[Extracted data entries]

========================

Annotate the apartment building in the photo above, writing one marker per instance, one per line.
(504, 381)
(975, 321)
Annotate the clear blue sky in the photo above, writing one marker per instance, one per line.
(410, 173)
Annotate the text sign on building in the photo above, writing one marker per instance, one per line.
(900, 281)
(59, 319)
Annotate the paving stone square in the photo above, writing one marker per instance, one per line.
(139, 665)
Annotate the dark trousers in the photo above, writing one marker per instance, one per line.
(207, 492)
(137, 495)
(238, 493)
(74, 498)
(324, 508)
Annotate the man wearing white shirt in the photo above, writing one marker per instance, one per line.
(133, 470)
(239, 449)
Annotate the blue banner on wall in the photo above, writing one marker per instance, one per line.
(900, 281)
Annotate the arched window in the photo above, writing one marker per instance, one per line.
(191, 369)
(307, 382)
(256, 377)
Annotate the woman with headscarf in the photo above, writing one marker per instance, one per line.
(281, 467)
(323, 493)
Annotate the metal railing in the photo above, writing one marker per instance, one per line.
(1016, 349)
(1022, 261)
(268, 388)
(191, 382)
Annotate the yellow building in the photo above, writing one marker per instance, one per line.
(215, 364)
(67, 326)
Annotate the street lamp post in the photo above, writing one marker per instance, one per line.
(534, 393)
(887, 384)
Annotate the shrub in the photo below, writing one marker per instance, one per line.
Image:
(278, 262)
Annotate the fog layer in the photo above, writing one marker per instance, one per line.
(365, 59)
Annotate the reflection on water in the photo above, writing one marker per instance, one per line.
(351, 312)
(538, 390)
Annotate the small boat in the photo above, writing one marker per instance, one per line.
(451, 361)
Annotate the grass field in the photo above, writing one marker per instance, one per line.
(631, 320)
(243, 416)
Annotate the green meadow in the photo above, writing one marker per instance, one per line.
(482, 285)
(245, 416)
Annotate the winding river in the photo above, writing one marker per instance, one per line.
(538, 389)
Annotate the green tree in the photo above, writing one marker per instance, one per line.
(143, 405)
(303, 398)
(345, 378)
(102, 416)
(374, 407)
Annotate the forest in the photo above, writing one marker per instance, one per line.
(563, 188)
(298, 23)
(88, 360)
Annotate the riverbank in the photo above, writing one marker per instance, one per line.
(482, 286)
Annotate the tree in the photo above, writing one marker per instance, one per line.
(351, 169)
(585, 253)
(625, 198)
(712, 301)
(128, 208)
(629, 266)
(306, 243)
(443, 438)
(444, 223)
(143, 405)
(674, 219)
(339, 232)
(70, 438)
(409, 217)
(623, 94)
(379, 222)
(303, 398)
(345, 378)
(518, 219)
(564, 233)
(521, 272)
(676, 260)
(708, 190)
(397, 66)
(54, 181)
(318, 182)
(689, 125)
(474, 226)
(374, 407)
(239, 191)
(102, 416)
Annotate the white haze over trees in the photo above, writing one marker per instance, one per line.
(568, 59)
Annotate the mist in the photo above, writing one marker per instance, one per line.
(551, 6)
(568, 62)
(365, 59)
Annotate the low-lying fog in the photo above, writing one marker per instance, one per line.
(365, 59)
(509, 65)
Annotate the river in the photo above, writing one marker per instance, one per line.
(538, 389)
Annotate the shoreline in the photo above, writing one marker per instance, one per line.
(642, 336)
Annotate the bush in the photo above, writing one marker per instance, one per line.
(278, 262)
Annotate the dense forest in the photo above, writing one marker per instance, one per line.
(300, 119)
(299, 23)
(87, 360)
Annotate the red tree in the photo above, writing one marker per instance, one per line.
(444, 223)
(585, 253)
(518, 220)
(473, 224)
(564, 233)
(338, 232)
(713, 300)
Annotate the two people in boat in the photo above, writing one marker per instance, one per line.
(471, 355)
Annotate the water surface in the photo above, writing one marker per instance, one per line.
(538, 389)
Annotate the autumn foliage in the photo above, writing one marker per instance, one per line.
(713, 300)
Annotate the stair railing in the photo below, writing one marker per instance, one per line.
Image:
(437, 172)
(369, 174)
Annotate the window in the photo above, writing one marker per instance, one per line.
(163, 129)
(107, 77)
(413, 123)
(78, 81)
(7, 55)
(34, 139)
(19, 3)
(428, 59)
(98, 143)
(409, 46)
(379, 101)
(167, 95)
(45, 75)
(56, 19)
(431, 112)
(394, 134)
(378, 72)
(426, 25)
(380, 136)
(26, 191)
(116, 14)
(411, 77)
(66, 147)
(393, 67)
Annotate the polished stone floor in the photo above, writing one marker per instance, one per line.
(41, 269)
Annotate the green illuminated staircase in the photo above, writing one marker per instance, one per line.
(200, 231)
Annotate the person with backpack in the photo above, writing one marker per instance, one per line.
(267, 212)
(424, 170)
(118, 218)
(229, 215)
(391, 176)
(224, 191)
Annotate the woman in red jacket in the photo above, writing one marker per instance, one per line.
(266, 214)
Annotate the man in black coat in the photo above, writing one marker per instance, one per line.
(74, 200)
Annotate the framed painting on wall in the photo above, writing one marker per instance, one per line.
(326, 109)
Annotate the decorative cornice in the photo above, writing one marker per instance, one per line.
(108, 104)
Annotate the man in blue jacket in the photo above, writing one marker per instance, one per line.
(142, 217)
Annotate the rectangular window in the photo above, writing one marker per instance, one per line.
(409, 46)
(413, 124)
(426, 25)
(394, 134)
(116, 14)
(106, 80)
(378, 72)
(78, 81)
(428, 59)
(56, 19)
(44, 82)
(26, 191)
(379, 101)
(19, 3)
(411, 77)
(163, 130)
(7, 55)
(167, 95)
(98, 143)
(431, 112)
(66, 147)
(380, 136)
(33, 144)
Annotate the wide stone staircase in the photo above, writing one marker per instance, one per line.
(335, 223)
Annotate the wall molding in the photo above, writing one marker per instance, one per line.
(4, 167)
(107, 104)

========================

**Exercise goal:**
All entries are to be repeated exactly and completely.

**Answer to the problem:**
Annotate the apartment building in the photo above, writing one marker per instance, one per line.
(504, 381)
(975, 321)
Annotate the clear blue sky in the photo above, writing one marker per instance, one per line.
(410, 173)
Annotate the text sign on building in the photo above, writing one marker per instance, one per line.
(900, 281)
(59, 319)
Annotate the paving stone square in the photo above, writing one marker per instance, one per line.
(139, 665)
Annotate the dark trousers in the photo above, writing one marker per instance, one per line.
(207, 492)
(137, 495)
(238, 493)
(74, 498)
(324, 508)
Annotate the man wearing white shirt in the photo above, writing one marker per instance, one per line.
(133, 470)
(239, 449)
Annotate the blue banner on wall in the photo above, writing one marker per instance, one per line.
(900, 281)
Annotate the arched window in the photo above, writing one marker per instance, one per line.
(191, 369)
(307, 382)
(256, 377)
Annotate the woman with headscarf in the photo above, writing one marker per instance, one per line.
(281, 467)
(323, 493)
Annotate the metal railing in the photo above, writing one marker per instance, one per line.
(1016, 349)
(1022, 261)
(268, 388)
(191, 382)
Annotate the yellow building in the photo above, writing one marker per instance, one per line.
(215, 364)
(67, 326)
Annotate the street lamp post in the photo above, writing one marker per instance, one per line.
(534, 393)
(887, 384)
Annotate the shrub in the photo below, writing one marker per instance, one per line.
Image:
(278, 262)
Annotate the fog layer in the photo above, writing one marker per instance, one per line.
(365, 59)
Annotate the reflection on water in the photo above, writing one marker per instance, one per line.
(351, 312)
(538, 390)
Annotate the small boat in the photo above, writing one marker per instance, one per line.
(451, 361)
Annotate the grass field in the photo above, writing one marker per instance, one per line.
(631, 320)
(243, 416)
Annotate the green meadow in the photo above, writing one marker per instance, one per line.
(482, 285)
(245, 416)
Annotate the winding river in the photo above, writing one marker per instance, one per line.
(538, 389)
Annotate the green tree in the photo above, writing one marker per instance, one per line.
(143, 405)
(303, 398)
(345, 378)
(102, 416)
(374, 407)
Annotate the forest in the photo above, writing one marker per instance, one per line.
(563, 188)
(298, 23)
(88, 360)
Annotate the riverbank in the photo above, writing one marker per instance, one per line.
(482, 286)
Annotate the tree in the photo above, writing one marker per instance, one per line.
(351, 169)
(585, 253)
(625, 198)
(712, 301)
(128, 208)
(629, 266)
(306, 243)
(443, 438)
(444, 223)
(143, 405)
(674, 219)
(339, 232)
(70, 438)
(409, 217)
(623, 94)
(379, 222)
(303, 398)
(345, 378)
(518, 219)
(564, 233)
(521, 272)
(676, 260)
(708, 190)
(397, 66)
(54, 181)
(318, 182)
(689, 125)
(474, 226)
(374, 407)
(239, 191)
(102, 416)
Annotate the white haze over trees in the photo above, writing one marker per instance, one per line.
(568, 59)
Annotate the mist in the photo above, writing one marker per instance, one per line.
(551, 6)
(568, 62)
(365, 59)
Annotate the low-lying fog in the photo above, writing one marker per instance, one per line.
(365, 59)
(509, 65)
Annotate the river in the photo above, writing one marker per instance, one per line.
(538, 389)
Annotate the shoreline in the photo above, writing one marker per instance, one per line.
(642, 336)
Annotate the bush in the photo above, writing one marker per instance, one per line.
(278, 262)
Annotate the dense forest in the photo above, writing one marker per instance, one per line.
(300, 119)
(299, 23)
(87, 360)
Annotate the red tree in the photo above, writing one marker per instance, one per line.
(444, 223)
(585, 253)
(518, 220)
(473, 224)
(564, 233)
(338, 232)
(713, 300)
Annotate the two people in boat in the photo above, writing one marker per instance, one per line.
(471, 355)
Annotate the water surface in the photo above, writing one marker per instance, one per line.
(538, 389)
Annotate the autumn foliage in the photo above, writing one marker per instance, one per line.
(713, 300)
Annotate the stair railing in the photo below, writing one marker per instance, one per line.
Image:
(437, 172)
(369, 174)
Annotate the window in the photo above, writing one marker per instance, one per line.
(163, 129)
(107, 77)
(413, 123)
(78, 81)
(7, 55)
(34, 139)
(19, 3)
(428, 59)
(98, 143)
(409, 46)
(379, 101)
(167, 95)
(45, 75)
(56, 19)
(431, 112)
(394, 134)
(378, 72)
(426, 25)
(380, 136)
(26, 191)
(116, 14)
(411, 77)
(66, 147)
(393, 67)
Annotate the polished stone floor in the photo above, writing one marker per instance, one per line.
(41, 269)
Annotate the green illuminated staircase in the photo above, writing one marker per instance, one per line.
(200, 231)
Annotate the person with backpack in the photo above, writing one marker per instance, one per line.
(267, 212)
(424, 170)
(118, 218)
(229, 215)
(391, 176)
(224, 191)
Annotate the woman in red jacket in the photo above, writing one marker per instance, one per line.
(266, 214)
Annotate the man in black coat in the photo above, writing one marker per instance, one per line.
(74, 200)
Annotate the framed painting on wall in the photo above, writing one marker per instance, one per line.
(326, 109)
Annotate the decorative cornice in the photo above, writing one marker per instance, one per line.
(108, 104)
Annotate the man in blue jacket in the photo above, writing one marker per instance, one per line.
(142, 217)
Annotate the rectangular window in the photo above, writing one marker per instance, one per line.
(409, 46)
(413, 124)
(426, 25)
(394, 134)
(116, 14)
(106, 80)
(378, 72)
(78, 81)
(428, 59)
(56, 19)
(44, 82)
(26, 191)
(379, 101)
(19, 3)
(411, 77)
(163, 130)
(7, 55)
(167, 95)
(98, 143)
(431, 112)
(66, 147)
(380, 136)
(33, 144)
Annotate the wide stone staircase in the photo above, writing one marker per instance, one per line.
(335, 223)
Annotate the wall molding in the photo above, writing one marker per instance, one per line.
(4, 167)
(107, 104)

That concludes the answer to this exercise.